• GIVEN PROBLEM: All of the data must be printed exactly; please include every line.

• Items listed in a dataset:
%%

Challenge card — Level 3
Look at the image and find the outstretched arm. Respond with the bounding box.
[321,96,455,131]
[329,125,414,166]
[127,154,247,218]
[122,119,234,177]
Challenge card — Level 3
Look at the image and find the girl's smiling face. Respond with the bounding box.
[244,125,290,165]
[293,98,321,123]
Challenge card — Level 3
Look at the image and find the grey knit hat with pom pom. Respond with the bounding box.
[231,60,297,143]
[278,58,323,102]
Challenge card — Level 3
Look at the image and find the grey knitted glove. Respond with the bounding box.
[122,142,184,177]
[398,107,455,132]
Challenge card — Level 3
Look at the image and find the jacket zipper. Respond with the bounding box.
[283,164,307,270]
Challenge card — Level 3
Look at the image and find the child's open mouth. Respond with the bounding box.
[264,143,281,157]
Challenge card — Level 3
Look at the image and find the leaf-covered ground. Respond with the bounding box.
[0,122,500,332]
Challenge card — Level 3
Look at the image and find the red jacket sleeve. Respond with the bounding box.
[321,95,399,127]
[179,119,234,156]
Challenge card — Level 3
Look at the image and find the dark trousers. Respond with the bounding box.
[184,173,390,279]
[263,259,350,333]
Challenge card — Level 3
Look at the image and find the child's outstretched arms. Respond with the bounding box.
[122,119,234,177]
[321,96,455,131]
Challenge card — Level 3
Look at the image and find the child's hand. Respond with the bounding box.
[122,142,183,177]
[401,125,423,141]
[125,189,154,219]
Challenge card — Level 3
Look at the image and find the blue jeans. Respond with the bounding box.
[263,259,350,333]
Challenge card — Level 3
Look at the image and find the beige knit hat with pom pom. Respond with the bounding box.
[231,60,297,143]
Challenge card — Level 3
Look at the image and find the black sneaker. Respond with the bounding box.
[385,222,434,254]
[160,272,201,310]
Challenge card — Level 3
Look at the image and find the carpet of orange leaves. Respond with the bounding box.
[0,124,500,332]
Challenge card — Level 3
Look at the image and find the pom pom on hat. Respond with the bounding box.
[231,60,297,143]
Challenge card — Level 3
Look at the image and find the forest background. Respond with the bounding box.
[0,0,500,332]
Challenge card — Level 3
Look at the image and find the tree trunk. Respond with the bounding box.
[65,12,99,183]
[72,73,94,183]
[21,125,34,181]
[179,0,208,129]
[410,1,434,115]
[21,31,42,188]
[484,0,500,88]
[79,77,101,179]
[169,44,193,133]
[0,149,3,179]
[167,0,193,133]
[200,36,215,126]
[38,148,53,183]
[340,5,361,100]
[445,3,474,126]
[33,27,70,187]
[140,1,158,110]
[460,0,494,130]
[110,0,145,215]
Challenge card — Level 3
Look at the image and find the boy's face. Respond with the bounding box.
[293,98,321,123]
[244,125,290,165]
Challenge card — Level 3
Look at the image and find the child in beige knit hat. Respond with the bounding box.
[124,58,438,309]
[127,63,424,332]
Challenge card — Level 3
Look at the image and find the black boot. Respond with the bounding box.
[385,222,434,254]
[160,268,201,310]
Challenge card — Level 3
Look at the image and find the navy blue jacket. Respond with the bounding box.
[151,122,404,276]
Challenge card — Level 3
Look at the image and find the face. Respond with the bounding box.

%%

• COMPLETE OUTPUT:
Challenge card — Level 3
Look at the image and find the outstretched arm. Respond with the bounding box.
[321,96,455,131]
[329,125,414,166]
[127,154,247,218]
[122,119,234,177]
Challenge card — Level 3
Look at the image and find the girl's smiling face. Respond with the bounding box.
[244,125,290,165]
[293,98,321,123]
Challenge card — Level 3
Look at the image and find the grey knit hat with pom pom. Respond with the bounding box.
[231,60,297,143]
[278,58,323,102]
Challenge card — Level 3
Look at the image and find the grey knitted glove. Respond with the bounding box.
[122,142,184,177]
[398,107,455,132]
Challenge card — Level 3
Look at the image and find the jacket zipper. Respond with the bounding box.
[283,164,307,270]
Challenge card — Level 3
Look at the image and find the child's open mouth. Respond with the bounding box.
[264,143,281,157]
Challenge card — Level 3
Look at the image and find the leaf-covered ground. Respond with the bounding box.
[0,122,500,332]
Challenge card — Level 3
Look at the image and find the red jacket sleeve. Respond with the bounding box.
[321,95,399,127]
[179,119,234,156]
Challenge card — Level 3
Look at the image and find the dark trousers. Respond with the bounding box.
[184,173,390,279]
[263,259,350,333]
Challenge card — Level 3
Look at the image and find the child's outstretched arms. Respond with the bounding box.
[122,119,234,177]
[321,96,455,131]
Challenge card — Level 3
Look at the image and find the child's hand. Respond with the bounding box.
[122,142,183,177]
[401,125,423,141]
[125,189,154,219]
Challenge card — Level 3
Look at the image and find the blue jeans. Respond with the bounding box.
[263,259,350,333]
Challenge card — Level 3
Look at the image and find the beige knit hat with pom pom. Respond with the bounding box.
[231,60,297,143]
Challenge card — Level 3
Look at the image and find the black sneaker. Respond with the bounding box.
[385,222,434,254]
[160,272,201,310]
Challenge card — Level 3
Look at the image and find the carpet of orange leaves. Respond with the bounding box.
[0,124,500,332]
Challenge card — Level 3
Look at the image and find the pom pom on hat. Respond with the bounding box.
[231,60,297,143]
Challenge card — Level 3
Look at the image and find the forest background. Respond with the bounding box.
[0,0,500,332]
Challenge card — Level 3
Look at the image and find the tree trunk. Respond with the bounding box.
[65,12,99,183]
[72,73,94,183]
[21,125,34,181]
[179,0,208,129]
[410,1,434,115]
[21,31,42,188]
[484,0,500,88]
[79,77,101,179]
[169,44,193,133]
[0,149,3,179]
[167,0,193,133]
[200,36,215,126]
[38,148,53,183]
[340,5,361,100]
[445,3,474,126]
[33,27,70,187]
[140,1,158,110]
[460,0,494,130]
[110,0,145,215]
Challenge card — Level 3
Look at the image and find the boy's face. Respond with the bounding box.
[293,98,321,123]
[244,125,290,165]
Challenge card — Level 3
Look at the image and find the child in beige knit hat. Respond with the bounding box.
[124,58,438,309]
[127,63,424,332]
Challenge card — Level 3
Look at the image and find the black boot. Respond with the bounding box.
[385,222,434,254]
[160,268,201,310]
Challenge card — Level 3
Look at the image and find the navy blue jacket. Respond with the bounding box.
[151,122,404,276]
Challenge card — Level 3
Look at the image and find the face. Respond with the bounding box.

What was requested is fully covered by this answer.